= Stated problem 1 =
Could you write out every line of the stored rows below again, requests included, with each point coordinate in the answers multiplied by 1.65 and rounded to a whole number, halves rounding up? Leave the numbers in the requests and their format samples unchanged.

Note that disposing an object does not mean
freeing the object itself. The managed object itself can then freed later by
mark & sweep.
I am very aware of that.

You're not alone with that thinking (I once had similar concerns).
Many people have tried to come up with a better solution but to my
knowledge none has ever come up with something substantial. Have you
followed the link I posted? The guy that worte that article is an MS
person involved in the design of .NET. He explains how he also once
was a strong proponent of refcounting but became more and more
convinced that a GC-only strategy is better the more he explored the
exact semantics of a twin (GC and refcounting) solution.

I understand that mark&sweep is better for freeing normal memory (when there
is enough of it). But you will run into problems when using mark&sweep with
limited resources. Make a loop that opens network connections. The
mark&sweep system cannot react so fast, there will be thousands of open
connections and the mark&sweep still does nothing. It doesn't even have a
clue that the app will run out of handles soon. With memory management, the
gc notices when there is not enough memory and runs automatically.

Again, I'm very aware of that. However, what you say here is not *the*
problem why the Dispose pattern is necessary. For example, you could
imagine a system that has its own GC for every shareable resource type
that is limited by other factors than memory.

[snip]
Moreover, isn't it interesting that all other GCed languages (Java,
Python, etc.) work just like .NET does? There is always something
similar to the .NET dispose pattern. Scores of very smart people have
designed those languages and it speaks volumes that they haven't come
up with a better solution either.

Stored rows
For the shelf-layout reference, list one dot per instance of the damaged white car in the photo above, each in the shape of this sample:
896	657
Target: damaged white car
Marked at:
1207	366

= Stated problem 2 =
How would the forum thread on garbage collection and the .NET Dispose pattern go on? Continue it from its last sentence.

= Task response 1 =
For the shelf-layout reference, list one dot per instance of the damaged white car in the photo above, each in the shape of this sample:
896	657
Target: damaged white car
Marked at:
1992	604

= Task response 2 =
Maybe they was very smart but nobody is perfect. When they did a perfect job
then we never would need further inventions and improvements. In hundred
years the people would still use .NET which its mark&sweep because it is the
perfect solution which cannot be improved. Years ago when they invented
assembler they would have never even though that is would be possible that
unused memory can automatically freed.

As I tried to explain above, the problem is *systemic* and has nothing
to do with language designers not being smart enough or a GC not being
perfect or technology not being available. There simply is no
practical way that certian types of cleanup could be performed
automatically *and* correctly.
In theory fully automatic cleanup is possible though: You simply let
the GC run whenever a reference goes out of scope. However, it should
be clear that doing so wastes ridiculous amounts of precious cycles on
something humans are so much better.
Aditionally, finalizers are
not even guaranteed to run even when the program exits.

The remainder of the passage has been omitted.